Лирика Даниила искренна, возвышенна, грустна. Родственность с Максом Волошиным. Недаром его так тянуло в Коктебель, и недаром он приехал оттуда, переполненный встречей с М. Волошиным – с умершим как с живым.
Рассказывал о Египте, об Аравии – в коктебельских пейзажах. Спрашивают: “Где же там пальмы?”
Даниил: “Сколько угодно. Там есть такие деревца, что издали как пальмы”.
5 ноября. Ночь – 3 часа. Гостиная АллыСколько суеты вольной и невольной в актерской жизни. Алла, от природы совершенно лишенная позы и тщеславия, думает с отчаянием, что для появления в Кремле (прислали оттуда приглашение на банкет 7-го) нужно бы платье в 700 рублей, которого нет. И звонит в 12 часов ночи о какой-то черно-бурой лисице.
Противоестественно в корне своем актерское творчество: противоестественно, нецеломудренно (и жертвенно!) превращать свои мускулы, нервы, самую психику свою в аппарат для осуществления творческих задач.
Когда перевоплощаются в животных, в разбойников, в путешественников дети, это естественно, потому что это делается без расчета на зрителей, без эстрады. Это расширение граней возможностей своей судьбы. И всегда перевоплощается в играх своих ребенок в то существо, каким ему хочется побыть. Актер же должен играть всякую роль. Умирая, Самарова[303] (актриса Художественного театра) говорила мне: “На что ушла жизнь? Страшно подумать. Попугайничала из года в год”. – “Но ведь вы перевоплощались, создавали роль”. – “А зачем мне-то, душе моей нужно было каждый вечер сидеть напоказ барыней из «Живого трупа» или какой-нибудь бабушкой-нянюшкой”.

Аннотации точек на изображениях
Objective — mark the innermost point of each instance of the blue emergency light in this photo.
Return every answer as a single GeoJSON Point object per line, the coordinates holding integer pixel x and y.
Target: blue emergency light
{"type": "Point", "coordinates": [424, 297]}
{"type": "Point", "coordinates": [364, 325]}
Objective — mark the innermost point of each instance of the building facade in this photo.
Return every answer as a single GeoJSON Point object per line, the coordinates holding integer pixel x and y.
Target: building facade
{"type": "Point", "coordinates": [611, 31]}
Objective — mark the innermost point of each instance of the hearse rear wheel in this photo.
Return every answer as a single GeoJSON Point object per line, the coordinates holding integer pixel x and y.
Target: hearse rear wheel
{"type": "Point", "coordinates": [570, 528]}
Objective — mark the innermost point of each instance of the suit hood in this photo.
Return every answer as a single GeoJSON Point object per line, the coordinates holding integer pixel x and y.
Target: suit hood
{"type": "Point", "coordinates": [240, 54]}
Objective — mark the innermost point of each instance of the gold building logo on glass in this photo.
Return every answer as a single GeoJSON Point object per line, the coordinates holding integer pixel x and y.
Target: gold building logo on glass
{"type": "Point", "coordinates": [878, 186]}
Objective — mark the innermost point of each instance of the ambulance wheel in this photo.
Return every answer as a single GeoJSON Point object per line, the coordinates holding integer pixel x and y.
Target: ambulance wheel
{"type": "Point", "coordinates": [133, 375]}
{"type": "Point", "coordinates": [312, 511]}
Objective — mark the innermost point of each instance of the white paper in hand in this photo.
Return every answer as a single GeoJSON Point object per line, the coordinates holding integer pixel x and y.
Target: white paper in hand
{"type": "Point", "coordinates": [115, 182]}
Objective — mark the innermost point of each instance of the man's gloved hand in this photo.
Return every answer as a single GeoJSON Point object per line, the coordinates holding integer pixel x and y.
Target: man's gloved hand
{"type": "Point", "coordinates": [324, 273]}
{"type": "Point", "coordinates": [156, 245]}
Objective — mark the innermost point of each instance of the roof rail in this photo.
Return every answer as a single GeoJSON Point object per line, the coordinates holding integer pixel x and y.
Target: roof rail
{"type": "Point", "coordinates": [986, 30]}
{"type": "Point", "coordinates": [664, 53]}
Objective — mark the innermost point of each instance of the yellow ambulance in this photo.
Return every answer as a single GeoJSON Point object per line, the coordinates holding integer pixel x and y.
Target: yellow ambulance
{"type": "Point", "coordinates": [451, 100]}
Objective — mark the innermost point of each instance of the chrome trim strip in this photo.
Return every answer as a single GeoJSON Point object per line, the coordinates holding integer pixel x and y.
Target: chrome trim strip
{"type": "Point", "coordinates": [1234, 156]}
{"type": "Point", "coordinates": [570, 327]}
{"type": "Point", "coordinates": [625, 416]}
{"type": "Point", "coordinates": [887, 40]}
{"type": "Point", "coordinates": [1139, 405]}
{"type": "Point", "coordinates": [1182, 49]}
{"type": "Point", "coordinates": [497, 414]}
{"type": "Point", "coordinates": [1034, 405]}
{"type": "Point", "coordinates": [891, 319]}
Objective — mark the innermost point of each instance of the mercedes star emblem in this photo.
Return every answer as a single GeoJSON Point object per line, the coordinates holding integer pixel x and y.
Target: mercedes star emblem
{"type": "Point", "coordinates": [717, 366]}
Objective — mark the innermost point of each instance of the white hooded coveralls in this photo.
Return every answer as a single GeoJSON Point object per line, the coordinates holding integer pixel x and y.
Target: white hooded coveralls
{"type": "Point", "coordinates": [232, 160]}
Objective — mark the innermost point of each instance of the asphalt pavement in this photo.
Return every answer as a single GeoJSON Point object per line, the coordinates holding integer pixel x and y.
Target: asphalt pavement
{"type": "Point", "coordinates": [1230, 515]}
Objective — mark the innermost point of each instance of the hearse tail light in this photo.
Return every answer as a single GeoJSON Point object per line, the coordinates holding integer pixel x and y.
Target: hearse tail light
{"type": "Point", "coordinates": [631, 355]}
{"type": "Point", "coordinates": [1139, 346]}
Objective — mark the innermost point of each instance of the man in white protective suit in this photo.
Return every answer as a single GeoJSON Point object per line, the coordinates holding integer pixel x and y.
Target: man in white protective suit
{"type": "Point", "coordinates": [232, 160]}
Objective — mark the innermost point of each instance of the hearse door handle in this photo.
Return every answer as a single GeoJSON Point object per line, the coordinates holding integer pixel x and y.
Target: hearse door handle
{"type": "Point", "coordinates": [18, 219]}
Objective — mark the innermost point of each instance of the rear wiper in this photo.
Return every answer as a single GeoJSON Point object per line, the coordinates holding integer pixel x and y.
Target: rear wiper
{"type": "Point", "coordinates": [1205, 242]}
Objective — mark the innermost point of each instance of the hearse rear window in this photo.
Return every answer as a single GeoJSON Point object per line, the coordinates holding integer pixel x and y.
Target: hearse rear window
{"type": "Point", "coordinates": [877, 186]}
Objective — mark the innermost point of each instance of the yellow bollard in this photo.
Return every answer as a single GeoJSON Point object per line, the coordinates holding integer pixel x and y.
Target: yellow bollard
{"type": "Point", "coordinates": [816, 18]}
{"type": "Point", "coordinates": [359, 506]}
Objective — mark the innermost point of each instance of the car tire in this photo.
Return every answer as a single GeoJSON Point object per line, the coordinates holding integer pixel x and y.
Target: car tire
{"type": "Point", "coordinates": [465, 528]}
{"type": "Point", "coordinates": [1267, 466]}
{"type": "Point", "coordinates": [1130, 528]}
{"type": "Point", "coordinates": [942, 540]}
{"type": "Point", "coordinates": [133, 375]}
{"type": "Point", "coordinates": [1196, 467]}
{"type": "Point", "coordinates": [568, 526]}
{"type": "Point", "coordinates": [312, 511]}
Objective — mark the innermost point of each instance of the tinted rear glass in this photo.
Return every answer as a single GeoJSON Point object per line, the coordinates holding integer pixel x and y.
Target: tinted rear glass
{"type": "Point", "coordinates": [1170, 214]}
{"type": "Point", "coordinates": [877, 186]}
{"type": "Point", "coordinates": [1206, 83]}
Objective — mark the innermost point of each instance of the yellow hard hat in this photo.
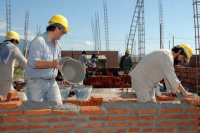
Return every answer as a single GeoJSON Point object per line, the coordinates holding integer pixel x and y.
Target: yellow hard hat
{"type": "Point", "coordinates": [128, 52]}
{"type": "Point", "coordinates": [60, 20]}
{"type": "Point", "coordinates": [188, 51]}
{"type": "Point", "coordinates": [13, 35]}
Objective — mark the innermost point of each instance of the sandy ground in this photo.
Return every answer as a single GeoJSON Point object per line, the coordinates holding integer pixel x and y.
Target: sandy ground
{"type": "Point", "coordinates": [109, 93]}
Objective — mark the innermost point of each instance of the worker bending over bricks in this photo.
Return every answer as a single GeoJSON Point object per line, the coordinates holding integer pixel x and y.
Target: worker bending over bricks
{"type": "Point", "coordinates": [156, 66]}
{"type": "Point", "coordinates": [9, 54]}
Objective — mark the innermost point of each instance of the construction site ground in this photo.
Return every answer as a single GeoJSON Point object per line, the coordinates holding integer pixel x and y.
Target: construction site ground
{"type": "Point", "coordinates": [111, 93]}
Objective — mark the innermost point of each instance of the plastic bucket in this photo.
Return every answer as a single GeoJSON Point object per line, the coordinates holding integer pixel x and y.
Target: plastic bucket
{"type": "Point", "coordinates": [82, 92]}
{"type": "Point", "coordinates": [64, 91]}
{"type": "Point", "coordinates": [72, 70]}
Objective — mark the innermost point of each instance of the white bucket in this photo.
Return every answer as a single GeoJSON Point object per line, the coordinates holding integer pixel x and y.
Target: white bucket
{"type": "Point", "coordinates": [82, 92]}
{"type": "Point", "coordinates": [72, 70]}
{"type": "Point", "coordinates": [22, 96]}
{"type": "Point", "coordinates": [64, 91]}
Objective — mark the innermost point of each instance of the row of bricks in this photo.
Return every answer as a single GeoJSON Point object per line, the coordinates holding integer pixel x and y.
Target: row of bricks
{"type": "Point", "coordinates": [186, 75]}
{"type": "Point", "coordinates": [94, 101]}
{"type": "Point", "coordinates": [121, 130]}
{"type": "Point", "coordinates": [95, 110]}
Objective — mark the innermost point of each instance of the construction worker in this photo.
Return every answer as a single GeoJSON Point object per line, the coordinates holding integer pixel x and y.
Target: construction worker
{"type": "Point", "coordinates": [126, 62]}
{"type": "Point", "coordinates": [43, 62]}
{"type": "Point", "coordinates": [156, 66]}
{"type": "Point", "coordinates": [94, 60]}
{"type": "Point", "coordinates": [9, 53]}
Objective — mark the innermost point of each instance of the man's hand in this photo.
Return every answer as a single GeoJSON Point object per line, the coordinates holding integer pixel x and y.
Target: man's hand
{"type": "Point", "coordinates": [56, 64]}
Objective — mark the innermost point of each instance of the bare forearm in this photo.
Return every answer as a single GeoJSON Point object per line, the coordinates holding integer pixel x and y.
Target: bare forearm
{"type": "Point", "coordinates": [44, 64]}
{"type": "Point", "coordinates": [181, 89]}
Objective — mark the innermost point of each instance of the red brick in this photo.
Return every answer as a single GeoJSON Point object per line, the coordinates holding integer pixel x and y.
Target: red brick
{"type": "Point", "coordinates": [92, 125]}
{"type": "Point", "coordinates": [195, 128]}
{"type": "Point", "coordinates": [169, 123]}
{"type": "Point", "coordinates": [64, 125]}
{"type": "Point", "coordinates": [65, 119]}
{"type": "Point", "coordinates": [195, 115]}
{"type": "Point", "coordinates": [147, 111]}
{"type": "Point", "coordinates": [10, 120]}
{"type": "Point", "coordinates": [147, 130]}
{"type": "Point", "coordinates": [160, 130]}
{"type": "Point", "coordinates": [134, 130]}
{"type": "Point", "coordinates": [195, 122]}
{"type": "Point", "coordinates": [2, 104]}
{"type": "Point", "coordinates": [120, 118]}
{"type": "Point", "coordinates": [13, 104]}
{"type": "Point", "coordinates": [171, 117]}
{"type": "Point", "coordinates": [159, 117]}
{"type": "Point", "coordinates": [52, 131]}
{"type": "Point", "coordinates": [120, 111]}
{"type": "Point", "coordinates": [80, 120]}
{"type": "Point", "coordinates": [15, 113]}
{"type": "Point", "coordinates": [108, 118]}
{"type": "Point", "coordinates": [133, 118]}
{"type": "Point", "coordinates": [1, 98]}
{"type": "Point", "coordinates": [174, 110]}
{"type": "Point", "coordinates": [65, 131]}
{"type": "Point", "coordinates": [61, 112]}
{"type": "Point", "coordinates": [11, 127]}
{"type": "Point", "coordinates": [108, 131]}
{"type": "Point", "coordinates": [171, 130]}
{"type": "Point", "coordinates": [11, 95]}
{"type": "Point", "coordinates": [38, 112]}
{"type": "Point", "coordinates": [121, 131]}
{"type": "Point", "coordinates": [80, 131]}
{"type": "Point", "coordinates": [145, 123]}
{"type": "Point", "coordinates": [37, 126]}
{"type": "Point", "coordinates": [53, 119]}
{"type": "Point", "coordinates": [183, 116]}
{"type": "Point", "coordinates": [96, 98]}
{"type": "Point", "coordinates": [183, 129]}
{"type": "Point", "coordinates": [27, 119]}
{"type": "Point", "coordinates": [91, 110]}
{"type": "Point", "coordinates": [94, 118]}
{"type": "Point", "coordinates": [43, 119]}
{"type": "Point", "coordinates": [95, 131]}
{"type": "Point", "coordinates": [120, 124]}
{"type": "Point", "coordinates": [146, 117]}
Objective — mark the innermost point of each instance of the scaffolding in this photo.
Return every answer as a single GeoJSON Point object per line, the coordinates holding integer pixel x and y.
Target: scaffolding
{"type": "Point", "coordinates": [93, 33]}
{"type": "Point", "coordinates": [106, 25]}
{"type": "Point", "coordinates": [8, 16]}
{"type": "Point", "coordinates": [137, 20]}
{"type": "Point", "coordinates": [161, 24]}
{"type": "Point", "coordinates": [196, 16]}
{"type": "Point", "coordinates": [26, 34]}
{"type": "Point", "coordinates": [141, 34]}
{"type": "Point", "coordinates": [97, 33]}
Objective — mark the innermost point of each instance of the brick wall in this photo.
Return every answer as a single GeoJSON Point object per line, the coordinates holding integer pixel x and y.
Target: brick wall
{"type": "Point", "coordinates": [115, 116]}
{"type": "Point", "coordinates": [187, 76]}
{"type": "Point", "coordinates": [112, 56]}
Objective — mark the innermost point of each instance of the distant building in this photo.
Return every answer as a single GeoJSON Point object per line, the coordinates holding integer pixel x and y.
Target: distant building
{"type": "Point", "coordinates": [110, 58]}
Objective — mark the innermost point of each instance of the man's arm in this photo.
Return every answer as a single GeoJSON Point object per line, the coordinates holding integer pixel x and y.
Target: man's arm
{"type": "Point", "coordinates": [184, 92]}
{"type": "Point", "coordinates": [20, 58]}
{"type": "Point", "coordinates": [41, 64]}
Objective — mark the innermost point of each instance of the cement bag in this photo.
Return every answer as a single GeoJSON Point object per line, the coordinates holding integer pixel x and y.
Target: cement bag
{"type": "Point", "coordinates": [64, 91]}
{"type": "Point", "coordinates": [72, 70]}
{"type": "Point", "coordinates": [22, 96]}
{"type": "Point", "coordinates": [82, 92]}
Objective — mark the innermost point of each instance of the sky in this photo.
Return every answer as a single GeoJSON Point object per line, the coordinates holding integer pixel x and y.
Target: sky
{"type": "Point", "coordinates": [177, 21]}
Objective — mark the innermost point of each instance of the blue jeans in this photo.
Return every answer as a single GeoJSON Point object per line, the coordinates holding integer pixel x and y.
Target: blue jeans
{"type": "Point", "coordinates": [43, 90]}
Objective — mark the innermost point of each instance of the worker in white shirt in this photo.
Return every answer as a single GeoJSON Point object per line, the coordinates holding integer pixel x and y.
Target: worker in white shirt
{"type": "Point", "coordinates": [156, 66]}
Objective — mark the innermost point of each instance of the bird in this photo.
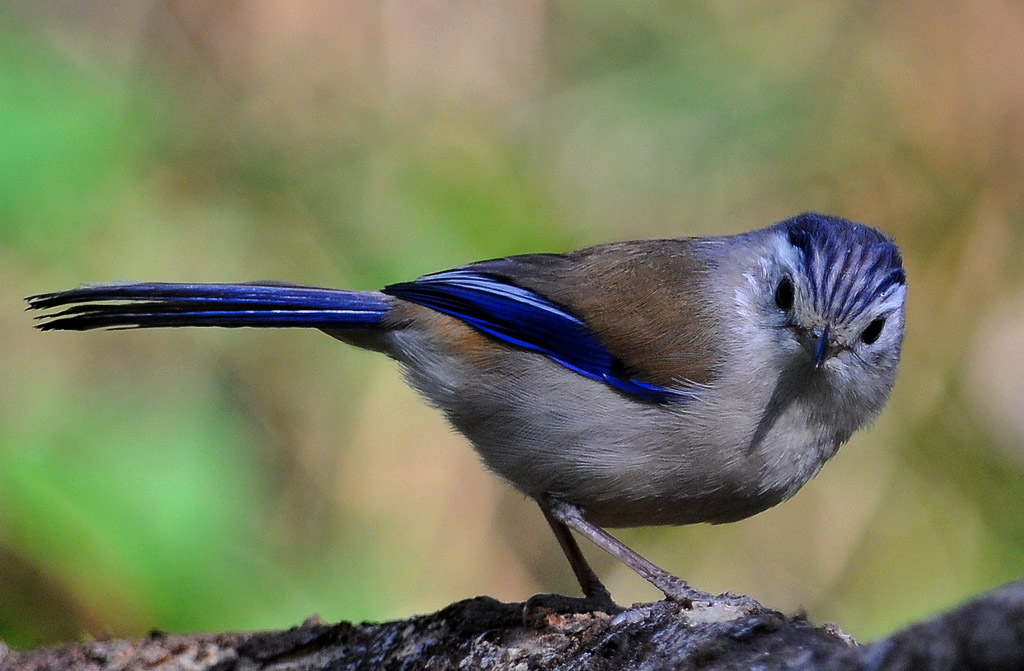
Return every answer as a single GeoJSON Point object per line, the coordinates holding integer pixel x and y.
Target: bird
{"type": "Point", "coordinates": [648, 382]}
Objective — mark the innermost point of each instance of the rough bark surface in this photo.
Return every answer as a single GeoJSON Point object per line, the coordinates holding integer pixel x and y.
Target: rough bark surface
{"type": "Point", "coordinates": [481, 633]}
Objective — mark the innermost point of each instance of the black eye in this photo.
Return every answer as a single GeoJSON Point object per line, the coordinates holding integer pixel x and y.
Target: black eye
{"type": "Point", "coordinates": [784, 294]}
{"type": "Point", "coordinates": [872, 331]}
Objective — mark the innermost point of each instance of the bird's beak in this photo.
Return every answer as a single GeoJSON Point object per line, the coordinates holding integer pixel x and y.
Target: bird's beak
{"type": "Point", "coordinates": [821, 347]}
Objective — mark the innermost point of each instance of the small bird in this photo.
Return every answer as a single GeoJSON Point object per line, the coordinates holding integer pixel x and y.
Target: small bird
{"type": "Point", "coordinates": [635, 383]}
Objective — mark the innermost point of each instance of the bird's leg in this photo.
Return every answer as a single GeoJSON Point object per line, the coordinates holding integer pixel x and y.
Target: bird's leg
{"type": "Point", "coordinates": [596, 595]}
{"type": "Point", "coordinates": [562, 514]}
{"type": "Point", "coordinates": [593, 588]}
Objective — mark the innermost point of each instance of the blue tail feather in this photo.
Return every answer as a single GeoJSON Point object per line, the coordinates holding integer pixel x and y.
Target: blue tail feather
{"type": "Point", "coordinates": [163, 304]}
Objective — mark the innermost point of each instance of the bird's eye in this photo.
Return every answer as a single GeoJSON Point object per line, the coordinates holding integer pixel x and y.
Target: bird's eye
{"type": "Point", "coordinates": [784, 294]}
{"type": "Point", "coordinates": [873, 330]}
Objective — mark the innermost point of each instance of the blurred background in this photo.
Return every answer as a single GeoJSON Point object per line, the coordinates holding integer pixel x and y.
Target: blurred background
{"type": "Point", "coordinates": [203, 479]}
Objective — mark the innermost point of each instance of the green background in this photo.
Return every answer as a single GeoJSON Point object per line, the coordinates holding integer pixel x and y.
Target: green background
{"type": "Point", "coordinates": [204, 479]}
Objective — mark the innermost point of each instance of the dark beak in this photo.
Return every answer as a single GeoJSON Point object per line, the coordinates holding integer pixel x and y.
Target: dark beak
{"type": "Point", "coordinates": [821, 347]}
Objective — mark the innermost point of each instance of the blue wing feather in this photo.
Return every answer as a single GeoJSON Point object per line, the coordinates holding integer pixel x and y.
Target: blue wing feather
{"type": "Point", "coordinates": [527, 320]}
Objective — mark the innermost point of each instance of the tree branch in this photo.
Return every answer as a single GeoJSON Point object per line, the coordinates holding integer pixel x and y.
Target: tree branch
{"type": "Point", "coordinates": [730, 633]}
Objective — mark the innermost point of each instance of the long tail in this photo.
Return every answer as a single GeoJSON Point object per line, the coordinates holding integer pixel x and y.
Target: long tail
{"type": "Point", "coordinates": [162, 304]}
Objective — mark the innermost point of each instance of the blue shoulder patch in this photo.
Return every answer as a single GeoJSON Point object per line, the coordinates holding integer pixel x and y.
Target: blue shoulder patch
{"type": "Point", "coordinates": [527, 320]}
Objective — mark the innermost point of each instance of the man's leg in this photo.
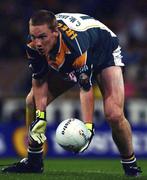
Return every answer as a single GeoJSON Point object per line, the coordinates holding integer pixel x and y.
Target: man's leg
{"type": "Point", "coordinates": [112, 87]}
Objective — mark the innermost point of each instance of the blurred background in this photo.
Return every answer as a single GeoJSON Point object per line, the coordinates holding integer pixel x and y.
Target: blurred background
{"type": "Point", "coordinates": [127, 19]}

* **ЗАДАНИЕ**
Ответьте на вопросы по отрывку.
1. Куда Даниила так тянуло?
2. Сколько рублей, по мнению Аллы, должно было стоить платье для появления в Кремле?
3. В каком театре была актрисой Самарова?

* **ОТВЕТ**
1. В Коктебель.
2. 700 рублей.
3. В Художественном театре.